--- Records to process ---

:::

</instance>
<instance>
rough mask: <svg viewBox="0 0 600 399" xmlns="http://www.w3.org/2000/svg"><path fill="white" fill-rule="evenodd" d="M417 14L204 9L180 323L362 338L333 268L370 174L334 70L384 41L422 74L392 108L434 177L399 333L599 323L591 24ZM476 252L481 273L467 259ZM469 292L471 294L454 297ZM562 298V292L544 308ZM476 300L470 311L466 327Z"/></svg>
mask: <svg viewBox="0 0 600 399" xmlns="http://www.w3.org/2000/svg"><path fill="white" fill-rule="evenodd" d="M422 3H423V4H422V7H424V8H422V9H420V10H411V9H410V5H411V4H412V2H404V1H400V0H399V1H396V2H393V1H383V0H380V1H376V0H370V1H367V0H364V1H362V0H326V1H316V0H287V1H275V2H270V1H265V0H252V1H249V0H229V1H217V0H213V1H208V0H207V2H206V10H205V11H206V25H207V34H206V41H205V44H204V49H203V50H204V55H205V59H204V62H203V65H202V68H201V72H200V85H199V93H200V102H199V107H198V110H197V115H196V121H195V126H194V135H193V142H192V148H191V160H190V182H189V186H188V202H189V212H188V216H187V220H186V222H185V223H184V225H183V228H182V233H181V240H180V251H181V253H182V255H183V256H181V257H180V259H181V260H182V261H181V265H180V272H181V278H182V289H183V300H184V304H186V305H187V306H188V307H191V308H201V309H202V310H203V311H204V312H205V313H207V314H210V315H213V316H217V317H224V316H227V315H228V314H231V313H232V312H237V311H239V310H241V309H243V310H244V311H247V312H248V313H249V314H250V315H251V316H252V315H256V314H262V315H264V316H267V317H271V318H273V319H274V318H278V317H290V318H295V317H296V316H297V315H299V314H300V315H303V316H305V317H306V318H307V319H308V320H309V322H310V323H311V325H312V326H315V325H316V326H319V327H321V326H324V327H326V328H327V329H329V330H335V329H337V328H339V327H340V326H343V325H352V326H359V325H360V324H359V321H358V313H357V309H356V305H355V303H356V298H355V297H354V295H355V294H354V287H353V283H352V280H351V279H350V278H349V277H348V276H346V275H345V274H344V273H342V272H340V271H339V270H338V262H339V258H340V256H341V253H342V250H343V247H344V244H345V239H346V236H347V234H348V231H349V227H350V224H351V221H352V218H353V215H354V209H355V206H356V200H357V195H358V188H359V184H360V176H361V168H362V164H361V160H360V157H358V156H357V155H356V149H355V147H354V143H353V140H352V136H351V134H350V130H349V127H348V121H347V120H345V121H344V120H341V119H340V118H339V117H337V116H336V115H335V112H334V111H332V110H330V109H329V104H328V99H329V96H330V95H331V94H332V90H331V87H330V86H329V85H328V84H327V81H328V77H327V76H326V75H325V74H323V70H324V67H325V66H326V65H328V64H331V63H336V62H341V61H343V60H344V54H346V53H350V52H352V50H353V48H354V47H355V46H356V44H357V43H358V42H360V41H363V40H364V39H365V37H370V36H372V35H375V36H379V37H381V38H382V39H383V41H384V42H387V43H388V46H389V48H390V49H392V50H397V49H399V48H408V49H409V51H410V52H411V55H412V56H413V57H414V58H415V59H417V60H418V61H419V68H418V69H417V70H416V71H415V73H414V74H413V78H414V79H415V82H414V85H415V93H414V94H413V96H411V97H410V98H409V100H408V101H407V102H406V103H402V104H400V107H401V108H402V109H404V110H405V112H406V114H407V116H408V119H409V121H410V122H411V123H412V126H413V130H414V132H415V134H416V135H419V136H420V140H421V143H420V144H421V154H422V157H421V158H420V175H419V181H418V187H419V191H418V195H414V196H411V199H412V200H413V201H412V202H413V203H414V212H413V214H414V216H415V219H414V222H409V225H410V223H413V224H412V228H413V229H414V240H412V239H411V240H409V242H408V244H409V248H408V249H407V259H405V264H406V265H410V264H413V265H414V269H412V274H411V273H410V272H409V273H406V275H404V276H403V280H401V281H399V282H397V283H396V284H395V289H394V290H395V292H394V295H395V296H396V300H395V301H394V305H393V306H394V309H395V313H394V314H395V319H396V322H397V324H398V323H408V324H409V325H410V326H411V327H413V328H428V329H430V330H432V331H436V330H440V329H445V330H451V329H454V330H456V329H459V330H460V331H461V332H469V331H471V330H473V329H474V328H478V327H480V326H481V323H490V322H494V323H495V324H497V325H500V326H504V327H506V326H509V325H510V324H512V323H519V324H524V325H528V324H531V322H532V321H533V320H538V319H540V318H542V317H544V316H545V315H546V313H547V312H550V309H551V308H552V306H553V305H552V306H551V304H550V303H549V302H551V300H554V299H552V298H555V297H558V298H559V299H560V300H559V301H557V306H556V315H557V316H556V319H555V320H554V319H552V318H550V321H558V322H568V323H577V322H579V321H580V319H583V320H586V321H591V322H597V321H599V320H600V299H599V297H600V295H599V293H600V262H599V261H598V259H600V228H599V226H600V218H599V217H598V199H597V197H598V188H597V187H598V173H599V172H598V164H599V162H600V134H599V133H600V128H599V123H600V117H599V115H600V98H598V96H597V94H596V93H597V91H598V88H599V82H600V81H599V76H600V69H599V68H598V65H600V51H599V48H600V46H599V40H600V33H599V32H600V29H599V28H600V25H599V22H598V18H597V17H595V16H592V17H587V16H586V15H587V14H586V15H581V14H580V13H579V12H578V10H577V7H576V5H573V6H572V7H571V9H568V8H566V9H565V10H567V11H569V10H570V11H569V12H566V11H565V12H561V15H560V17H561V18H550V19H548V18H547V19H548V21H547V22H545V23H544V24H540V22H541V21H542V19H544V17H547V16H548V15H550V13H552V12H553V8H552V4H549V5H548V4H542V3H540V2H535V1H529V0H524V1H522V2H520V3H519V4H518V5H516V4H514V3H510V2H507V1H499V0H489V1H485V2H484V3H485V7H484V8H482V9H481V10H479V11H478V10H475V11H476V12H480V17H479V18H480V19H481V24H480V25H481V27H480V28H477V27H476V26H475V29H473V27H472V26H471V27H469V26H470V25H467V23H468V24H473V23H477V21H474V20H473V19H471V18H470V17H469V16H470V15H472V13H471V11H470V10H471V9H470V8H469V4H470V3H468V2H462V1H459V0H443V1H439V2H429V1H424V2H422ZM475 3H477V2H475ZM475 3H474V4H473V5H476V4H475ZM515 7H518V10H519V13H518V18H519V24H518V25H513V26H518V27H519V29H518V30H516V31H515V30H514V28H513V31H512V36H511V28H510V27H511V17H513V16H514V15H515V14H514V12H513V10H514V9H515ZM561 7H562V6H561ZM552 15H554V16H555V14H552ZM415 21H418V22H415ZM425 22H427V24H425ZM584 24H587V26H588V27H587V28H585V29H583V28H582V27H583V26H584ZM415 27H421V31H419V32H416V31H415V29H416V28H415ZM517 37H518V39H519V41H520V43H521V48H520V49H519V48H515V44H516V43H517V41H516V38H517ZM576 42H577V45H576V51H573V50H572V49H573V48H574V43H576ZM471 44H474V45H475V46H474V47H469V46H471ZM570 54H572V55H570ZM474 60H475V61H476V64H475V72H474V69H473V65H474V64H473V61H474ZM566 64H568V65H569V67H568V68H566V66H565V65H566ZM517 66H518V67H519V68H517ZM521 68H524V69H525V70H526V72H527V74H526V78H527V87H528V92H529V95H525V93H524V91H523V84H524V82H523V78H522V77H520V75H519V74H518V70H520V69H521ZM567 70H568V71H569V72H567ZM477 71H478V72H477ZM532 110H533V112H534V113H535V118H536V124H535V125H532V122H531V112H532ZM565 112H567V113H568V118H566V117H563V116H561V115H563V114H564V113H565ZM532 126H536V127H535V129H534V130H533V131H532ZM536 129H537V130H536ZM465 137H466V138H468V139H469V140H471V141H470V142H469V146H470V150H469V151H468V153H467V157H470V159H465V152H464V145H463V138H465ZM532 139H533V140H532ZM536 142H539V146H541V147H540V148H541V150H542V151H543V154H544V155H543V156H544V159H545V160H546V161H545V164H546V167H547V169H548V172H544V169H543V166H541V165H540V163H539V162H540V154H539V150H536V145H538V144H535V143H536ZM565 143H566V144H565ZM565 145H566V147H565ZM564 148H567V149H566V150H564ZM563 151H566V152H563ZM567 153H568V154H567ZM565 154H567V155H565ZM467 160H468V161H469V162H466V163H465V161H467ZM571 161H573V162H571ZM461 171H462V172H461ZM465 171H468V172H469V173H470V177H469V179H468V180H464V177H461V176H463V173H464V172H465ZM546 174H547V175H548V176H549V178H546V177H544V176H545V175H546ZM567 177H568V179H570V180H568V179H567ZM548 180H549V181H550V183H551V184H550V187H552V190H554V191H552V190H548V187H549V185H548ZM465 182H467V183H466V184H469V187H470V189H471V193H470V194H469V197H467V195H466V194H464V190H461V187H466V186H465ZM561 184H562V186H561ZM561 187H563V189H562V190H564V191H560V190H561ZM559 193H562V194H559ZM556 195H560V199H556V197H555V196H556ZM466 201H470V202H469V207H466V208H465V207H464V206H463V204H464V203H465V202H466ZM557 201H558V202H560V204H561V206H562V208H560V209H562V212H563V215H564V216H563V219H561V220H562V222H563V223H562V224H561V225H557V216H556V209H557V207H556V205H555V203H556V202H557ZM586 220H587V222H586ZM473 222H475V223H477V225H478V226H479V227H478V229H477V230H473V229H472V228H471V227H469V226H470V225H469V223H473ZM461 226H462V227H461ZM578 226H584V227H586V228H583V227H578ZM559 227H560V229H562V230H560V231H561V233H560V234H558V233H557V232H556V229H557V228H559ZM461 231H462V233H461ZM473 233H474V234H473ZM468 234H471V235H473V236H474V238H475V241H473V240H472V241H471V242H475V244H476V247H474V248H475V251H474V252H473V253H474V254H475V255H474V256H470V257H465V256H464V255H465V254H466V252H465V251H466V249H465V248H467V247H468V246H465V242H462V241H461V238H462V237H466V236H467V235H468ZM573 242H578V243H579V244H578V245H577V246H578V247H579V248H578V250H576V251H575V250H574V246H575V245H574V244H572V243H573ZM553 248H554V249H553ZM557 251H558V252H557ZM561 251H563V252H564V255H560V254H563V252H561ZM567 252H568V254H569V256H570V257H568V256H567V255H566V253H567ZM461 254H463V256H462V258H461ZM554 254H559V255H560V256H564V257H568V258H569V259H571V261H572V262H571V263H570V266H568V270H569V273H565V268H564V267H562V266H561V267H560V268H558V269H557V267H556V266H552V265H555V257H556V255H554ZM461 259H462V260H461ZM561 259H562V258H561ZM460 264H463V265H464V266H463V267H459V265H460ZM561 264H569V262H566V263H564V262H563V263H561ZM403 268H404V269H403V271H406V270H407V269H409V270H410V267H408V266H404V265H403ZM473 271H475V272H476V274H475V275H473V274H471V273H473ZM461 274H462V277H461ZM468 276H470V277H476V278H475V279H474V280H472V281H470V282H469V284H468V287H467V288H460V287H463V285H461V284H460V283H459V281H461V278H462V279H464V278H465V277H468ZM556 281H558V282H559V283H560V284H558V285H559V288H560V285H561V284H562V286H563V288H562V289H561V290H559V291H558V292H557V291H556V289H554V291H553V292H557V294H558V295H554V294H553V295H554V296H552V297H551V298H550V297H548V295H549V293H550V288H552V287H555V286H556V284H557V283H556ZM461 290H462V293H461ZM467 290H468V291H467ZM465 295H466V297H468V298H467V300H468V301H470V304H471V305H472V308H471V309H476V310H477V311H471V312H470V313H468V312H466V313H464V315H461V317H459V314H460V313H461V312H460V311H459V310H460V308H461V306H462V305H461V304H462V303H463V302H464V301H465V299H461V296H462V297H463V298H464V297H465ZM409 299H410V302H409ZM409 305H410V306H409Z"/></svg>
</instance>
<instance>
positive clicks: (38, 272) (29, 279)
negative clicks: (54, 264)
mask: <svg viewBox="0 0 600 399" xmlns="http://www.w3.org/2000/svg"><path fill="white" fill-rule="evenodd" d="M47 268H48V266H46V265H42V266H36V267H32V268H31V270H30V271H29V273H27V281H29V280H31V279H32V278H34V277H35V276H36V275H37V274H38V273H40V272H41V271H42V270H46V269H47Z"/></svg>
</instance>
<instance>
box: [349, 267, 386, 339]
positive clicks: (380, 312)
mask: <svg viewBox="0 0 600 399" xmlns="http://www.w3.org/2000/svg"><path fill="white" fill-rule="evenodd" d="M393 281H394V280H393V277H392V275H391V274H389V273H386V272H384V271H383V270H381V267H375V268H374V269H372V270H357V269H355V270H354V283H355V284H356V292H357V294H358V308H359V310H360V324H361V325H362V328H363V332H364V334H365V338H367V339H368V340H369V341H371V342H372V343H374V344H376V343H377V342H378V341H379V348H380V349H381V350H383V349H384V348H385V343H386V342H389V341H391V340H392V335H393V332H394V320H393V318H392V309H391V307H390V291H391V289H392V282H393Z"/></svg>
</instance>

:::

--- What is required ---
State how many lines of the listing hold the string "positive"; reply with the number and nothing else.

--- Answer below ---
2